== Set of tasks ==
- a) List the adjustments to the government structure that the Nepal overview says need to be made.
- b) Reproduce the Nepal overview word for word, starting with "Significant adjustments need" and going on through "levels of government.".
- c) According to the Nepal overview, why does the shift to federalism pose new challenges and a source of fragility?

== Provided text ==
AT A GLANCE
In 2018, the World Bank came up with its Country Partnership Framework (CPF) covering the five-year period of FY2019-2023. Coincidentally, this came at a time of historic transformation in Nepal, as a new government took up office in February 2018. The signing of the Comprehensive Peace Agreement in 2006 ended a 10-year conflict that came at a significant cost of lives and foregone economic development. Since then, Nepal has gone through lengthy and complex transitions towards a new Constitution in 2015 that set in place a federal structure. By the end of 2017, elections were successfully held at the federal, state, and local tiers. There is a newfound optimism for greater political stability, inclusion, good governance and sustainable growth. The new federal structure presents unprecedented opportunities for Nepal to reset its development storyline, as outlined in the Systematic Country Diagnostic (SCD). At the same time, the shift to federalism poses new challenges and source of fragility, given the heightened popular aspirations and expectations. Key challenges include the need to clarify the functions and accountabilities of the federal, state, and local governments; deliver basic services and maintain infrastructure development; create a conducive environment for the private sector; and address governance weaknesses that may worsen in the early years of the new federal system.
A new government, backed by a historic majority in Parliament, took up office on February 15, 2018. This follows elections for all three tiers (local, state and federal) of the state architecture defined by the new constitution, marking a protracted but successful conclusion of a political transition that began with the signing of the Comprehensive Peace Agreement in November 2006. State governments largely mirror the coalition at the center. At the sub-national level, funds, functions and functionaries hitherto managed by the central, district and village authorities are moving to the seven new states and 753 local governments for which new legislation, institutions and administrative procedures are being formalized as constitutionally prescribed. Meanwhile, the central level authority is being streamlined with a focus on oversight. These exercises at state restructuring are expected to result in improved outreach and service delivery but will likely take time before they become fully operational.
Significant adjustments need to be made to the government structure. They include amending over 400 existing acts, restructuring the civil service at all levels, devolving fiscal management, and determining the division of funds, functions, and functionaries between various levels of government.

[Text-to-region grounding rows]
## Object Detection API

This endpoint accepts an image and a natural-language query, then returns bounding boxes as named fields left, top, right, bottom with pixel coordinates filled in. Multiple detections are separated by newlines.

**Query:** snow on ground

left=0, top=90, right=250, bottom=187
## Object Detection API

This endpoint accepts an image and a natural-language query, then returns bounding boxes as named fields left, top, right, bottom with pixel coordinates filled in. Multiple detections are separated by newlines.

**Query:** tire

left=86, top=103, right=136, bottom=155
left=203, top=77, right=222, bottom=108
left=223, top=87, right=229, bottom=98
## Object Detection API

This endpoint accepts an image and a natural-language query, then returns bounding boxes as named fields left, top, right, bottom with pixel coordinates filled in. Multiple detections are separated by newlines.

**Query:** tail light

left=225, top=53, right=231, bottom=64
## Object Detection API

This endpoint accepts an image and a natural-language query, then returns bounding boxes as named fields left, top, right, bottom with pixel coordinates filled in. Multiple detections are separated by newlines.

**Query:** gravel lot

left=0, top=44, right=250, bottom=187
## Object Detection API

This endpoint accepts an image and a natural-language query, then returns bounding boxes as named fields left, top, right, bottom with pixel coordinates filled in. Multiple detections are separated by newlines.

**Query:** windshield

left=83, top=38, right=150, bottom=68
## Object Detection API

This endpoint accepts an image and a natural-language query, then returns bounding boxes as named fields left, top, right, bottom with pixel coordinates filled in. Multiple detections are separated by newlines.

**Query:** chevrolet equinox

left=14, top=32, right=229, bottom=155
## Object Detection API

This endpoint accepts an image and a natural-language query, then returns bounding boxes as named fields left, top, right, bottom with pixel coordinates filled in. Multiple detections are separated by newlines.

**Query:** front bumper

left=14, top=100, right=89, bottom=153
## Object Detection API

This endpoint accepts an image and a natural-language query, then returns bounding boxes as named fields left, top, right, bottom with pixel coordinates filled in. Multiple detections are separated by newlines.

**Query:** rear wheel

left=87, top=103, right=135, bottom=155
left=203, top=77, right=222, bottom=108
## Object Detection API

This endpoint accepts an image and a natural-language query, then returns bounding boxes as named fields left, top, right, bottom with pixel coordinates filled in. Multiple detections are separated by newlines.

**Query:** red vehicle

== Exercise responses ==
- a)
- Amending over 400 existing acts
- Restructuring the civil service at all levels
- Devolving fiscal management
- Determining the division of funds, functions, and functionaries between various levels of government

- b)
Significant adjustments need to be made to the government structure. They include amending over 400 existing acts, restructuring the civil service at all levels, devolving fiscal management, and determining the division of funds, functions, and functionaries between various levels of government.

- c) The shift to federalism poses new challenges and a source of fragility because of heightened popular aspirations and expectations.